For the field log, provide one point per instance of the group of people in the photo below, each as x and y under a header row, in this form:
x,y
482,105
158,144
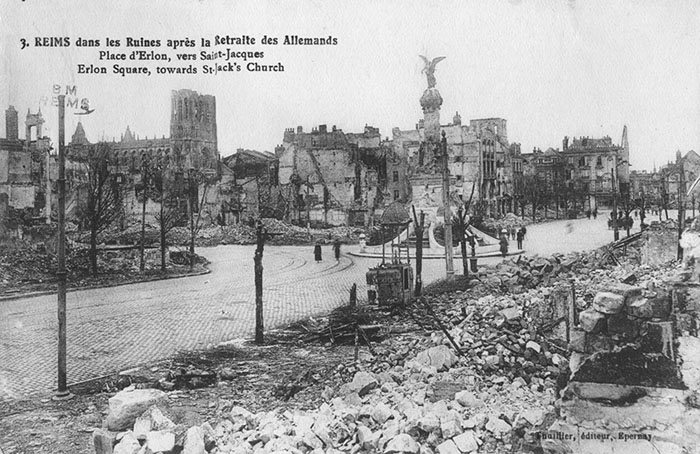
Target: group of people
-------
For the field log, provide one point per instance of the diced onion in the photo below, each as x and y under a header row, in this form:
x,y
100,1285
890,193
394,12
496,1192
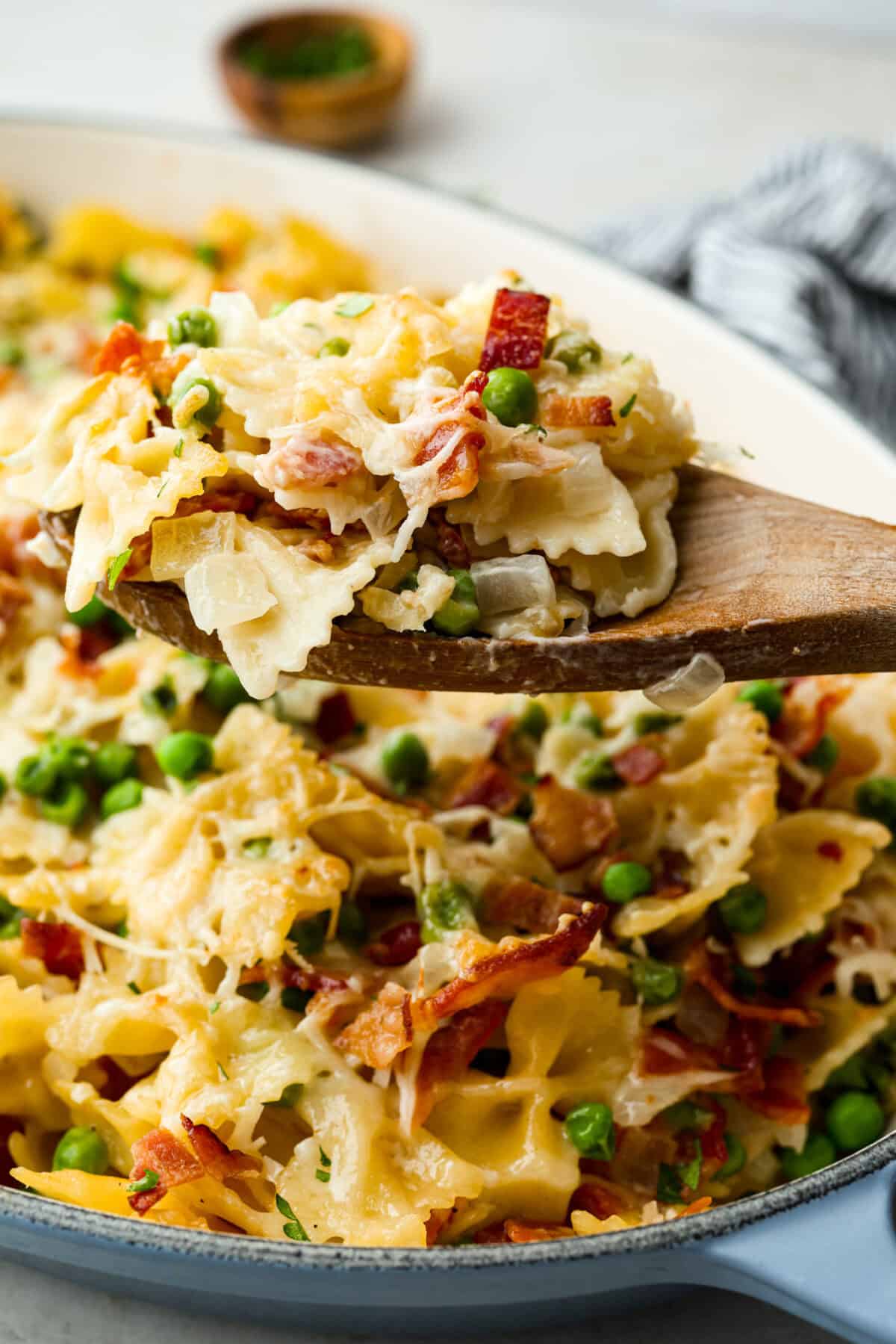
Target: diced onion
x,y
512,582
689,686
-------
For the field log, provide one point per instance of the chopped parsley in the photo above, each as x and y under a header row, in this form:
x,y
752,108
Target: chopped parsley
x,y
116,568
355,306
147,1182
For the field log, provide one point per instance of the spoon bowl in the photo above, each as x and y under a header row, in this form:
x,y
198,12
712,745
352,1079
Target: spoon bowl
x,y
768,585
-------
▶ Exercise:
Could you copy out, word for word, the part of the records that opens with the line containing "of the group" and closes with the line containing "Target: group of people", leaving the picture out of your copy?

▶ Answer for the task:
For the field log, provide one point per instance of the group of people in the photo below, each as x and y under a header row, in this form:
x,y
482,105
158,144
Target: group of people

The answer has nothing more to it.